*Exercise goal*. From the records below, report the number of lines that contain "black", and add nothing.
____________
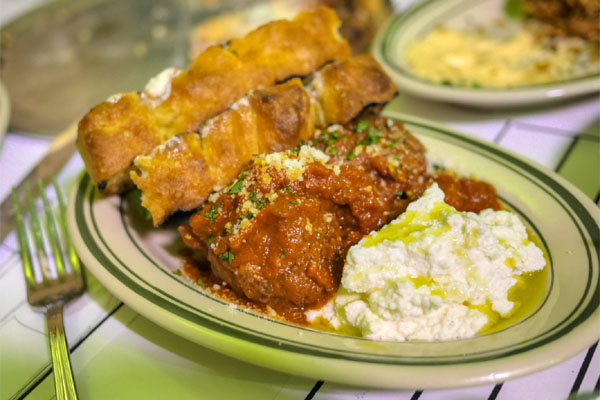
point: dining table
(117, 353)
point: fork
(52, 278)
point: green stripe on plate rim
(386, 48)
(212, 323)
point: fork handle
(61, 362)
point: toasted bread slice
(113, 133)
(180, 174)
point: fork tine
(23, 242)
(38, 240)
(74, 259)
(52, 232)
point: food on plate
(360, 20)
(278, 235)
(434, 273)
(567, 17)
(113, 133)
(184, 170)
(478, 58)
(290, 173)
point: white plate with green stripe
(415, 23)
(136, 263)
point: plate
(136, 263)
(405, 28)
(4, 112)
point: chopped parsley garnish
(334, 135)
(227, 256)
(237, 186)
(213, 213)
(372, 137)
(362, 125)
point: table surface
(118, 354)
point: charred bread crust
(115, 132)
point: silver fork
(52, 278)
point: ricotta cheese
(432, 274)
(158, 88)
(479, 59)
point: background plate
(135, 262)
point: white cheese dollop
(429, 274)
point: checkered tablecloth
(118, 354)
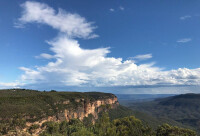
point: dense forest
(19, 106)
(181, 110)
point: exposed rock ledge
(85, 108)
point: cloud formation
(121, 8)
(75, 66)
(185, 17)
(142, 57)
(184, 40)
(112, 10)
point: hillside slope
(184, 109)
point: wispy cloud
(184, 40)
(121, 8)
(142, 57)
(75, 66)
(185, 17)
(112, 10)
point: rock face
(87, 107)
(84, 108)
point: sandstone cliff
(84, 108)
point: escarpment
(27, 109)
(87, 107)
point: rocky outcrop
(87, 107)
(84, 109)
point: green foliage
(130, 126)
(167, 130)
(127, 126)
(181, 110)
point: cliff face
(88, 107)
(84, 109)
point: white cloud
(185, 17)
(71, 24)
(184, 40)
(112, 10)
(121, 8)
(142, 57)
(10, 85)
(75, 66)
(45, 56)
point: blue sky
(67, 44)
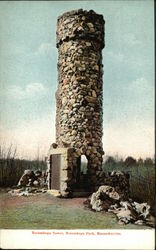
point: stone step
(81, 194)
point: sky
(28, 75)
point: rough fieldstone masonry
(80, 40)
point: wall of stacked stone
(80, 40)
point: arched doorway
(82, 180)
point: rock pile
(120, 181)
(31, 178)
(80, 40)
(114, 198)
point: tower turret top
(80, 24)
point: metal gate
(55, 165)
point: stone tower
(80, 40)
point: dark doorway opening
(82, 180)
(55, 165)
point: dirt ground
(43, 211)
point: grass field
(44, 211)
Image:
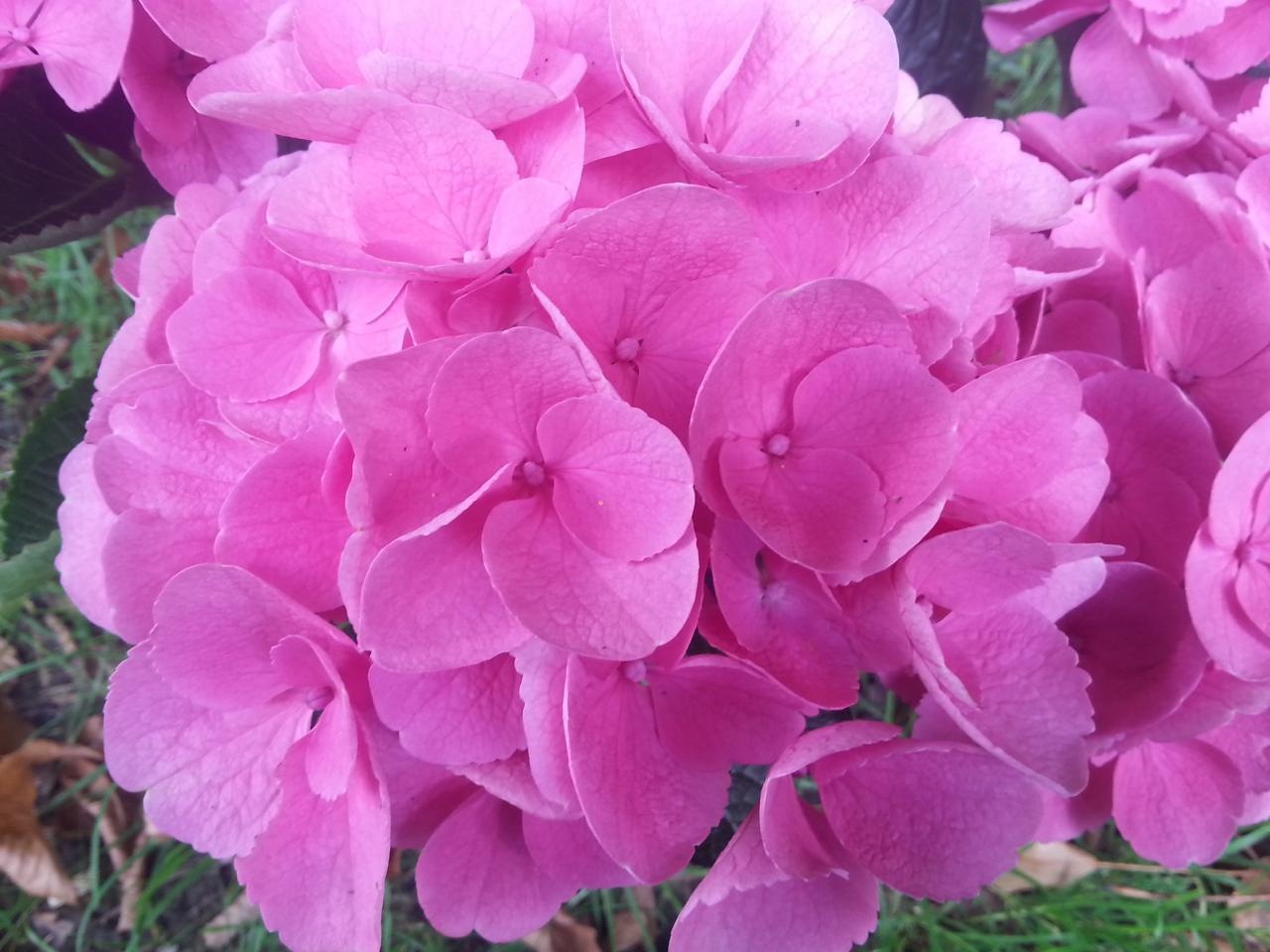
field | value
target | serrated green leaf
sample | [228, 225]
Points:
[30, 511]
[51, 190]
[30, 569]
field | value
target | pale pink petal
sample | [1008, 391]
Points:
[714, 711]
[645, 809]
[278, 524]
[426, 184]
[476, 874]
[933, 820]
[578, 599]
[747, 904]
[209, 777]
[461, 716]
[248, 336]
[1030, 702]
[1178, 803]
[490, 394]
[318, 871]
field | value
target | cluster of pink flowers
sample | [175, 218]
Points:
[603, 390]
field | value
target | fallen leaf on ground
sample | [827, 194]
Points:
[26, 855]
[1047, 865]
[563, 934]
[221, 930]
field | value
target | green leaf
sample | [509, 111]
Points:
[28, 570]
[30, 511]
[54, 188]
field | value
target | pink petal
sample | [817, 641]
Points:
[1178, 803]
[933, 820]
[970, 570]
[213, 32]
[1135, 642]
[889, 200]
[818, 77]
[81, 48]
[429, 603]
[1016, 429]
[462, 716]
[645, 809]
[783, 338]
[1030, 699]
[1109, 68]
[476, 874]
[712, 712]
[747, 904]
[318, 871]
[426, 182]
[209, 777]
[211, 613]
[490, 394]
[621, 483]
[278, 525]
[579, 599]
[248, 336]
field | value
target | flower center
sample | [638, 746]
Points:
[318, 698]
[778, 444]
[532, 474]
[626, 349]
[1183, 379]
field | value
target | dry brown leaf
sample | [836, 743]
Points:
[631, 925]
[225, 927]
[563, 934]
[26, 333]
[26, 855]
[1047, 865]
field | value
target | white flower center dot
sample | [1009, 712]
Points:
[626, 349]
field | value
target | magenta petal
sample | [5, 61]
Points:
[490, 394]
[1030, 702]
[579, 599]
[476, 874]
[974, 569]
[429, 603]
[429, 180]
[798, 502]
[1178, 803]
[318, 871]
[714, 711]
[1016, 429]
[933, 820]
[214, 630]
[627, 798]
[621, 483]
[209, 777]
[747, 904]
[278, 524]
[248, 336]
[461, 716]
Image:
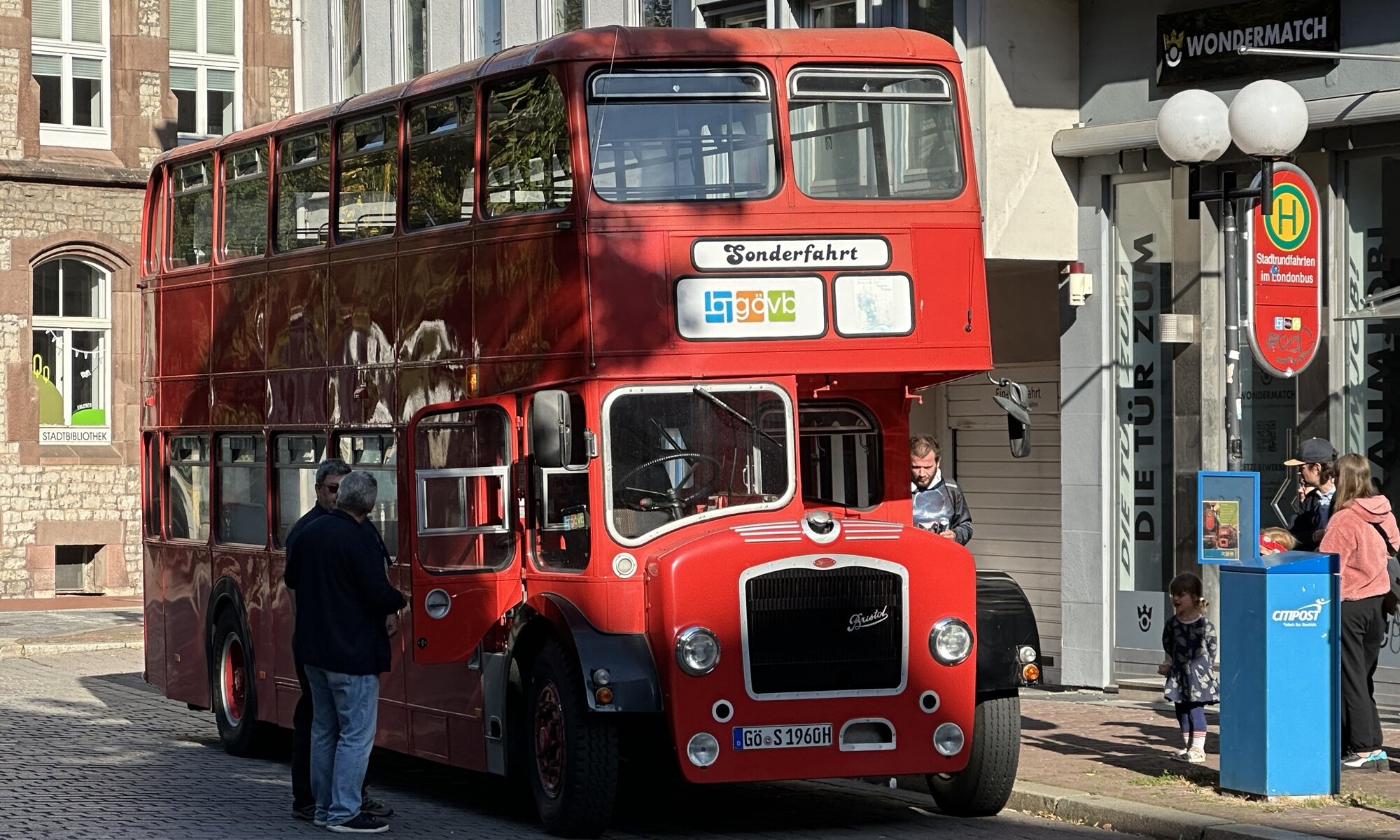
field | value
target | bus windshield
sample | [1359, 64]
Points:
[685, 451]
[682, 136]
[874, 134]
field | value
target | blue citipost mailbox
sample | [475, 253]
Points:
[1280, 732]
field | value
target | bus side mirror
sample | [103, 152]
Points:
[551, 429]
[1011, 397]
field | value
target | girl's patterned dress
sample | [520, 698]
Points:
[1191, 648]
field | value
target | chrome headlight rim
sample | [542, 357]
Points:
[948, 625]
[684, 640]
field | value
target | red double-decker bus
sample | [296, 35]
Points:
[628, 324]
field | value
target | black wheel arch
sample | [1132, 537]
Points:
[1006, 624]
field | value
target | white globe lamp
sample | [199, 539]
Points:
[1269, 120]
[1194, 128]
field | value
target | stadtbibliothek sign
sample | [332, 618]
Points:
[1284, 290]
[1203, 46]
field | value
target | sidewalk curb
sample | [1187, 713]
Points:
[29, 652]
[1122, 816]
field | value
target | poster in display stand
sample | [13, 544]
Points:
[1227, 519]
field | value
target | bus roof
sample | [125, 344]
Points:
[617, 44]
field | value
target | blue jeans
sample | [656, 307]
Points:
[346, 712]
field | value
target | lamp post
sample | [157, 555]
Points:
[1266, 121]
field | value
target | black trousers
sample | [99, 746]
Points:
[302, 794]
[1363, 634]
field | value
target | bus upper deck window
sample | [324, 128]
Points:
[368, 174]
[528, 164]
[682, 135]
[246, 204]
[303, 191]
[192, 215]
[874, 134]
[442, 162]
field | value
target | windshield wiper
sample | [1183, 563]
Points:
[748, 422]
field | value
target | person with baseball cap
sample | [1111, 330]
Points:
[1317, 463]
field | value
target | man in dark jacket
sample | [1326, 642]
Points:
[1317, 463]
[303, 802]
[939, 505]
[342, 640]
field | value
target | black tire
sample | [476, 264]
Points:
[573, 752]
[233, 691]
[985, 788]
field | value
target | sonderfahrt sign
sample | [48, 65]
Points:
[1284, 296]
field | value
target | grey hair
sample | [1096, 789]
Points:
[331, 467]
[359, 492]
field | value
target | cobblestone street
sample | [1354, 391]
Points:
[92, 751]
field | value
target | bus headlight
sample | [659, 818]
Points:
[950, 642]
[698, 652]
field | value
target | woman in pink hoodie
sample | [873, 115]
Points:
[1363, 533]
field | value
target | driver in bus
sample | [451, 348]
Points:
[939, 506]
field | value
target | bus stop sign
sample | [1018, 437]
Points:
[1284, 292]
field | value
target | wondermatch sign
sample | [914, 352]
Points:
____________
*Response to the exercise*. 3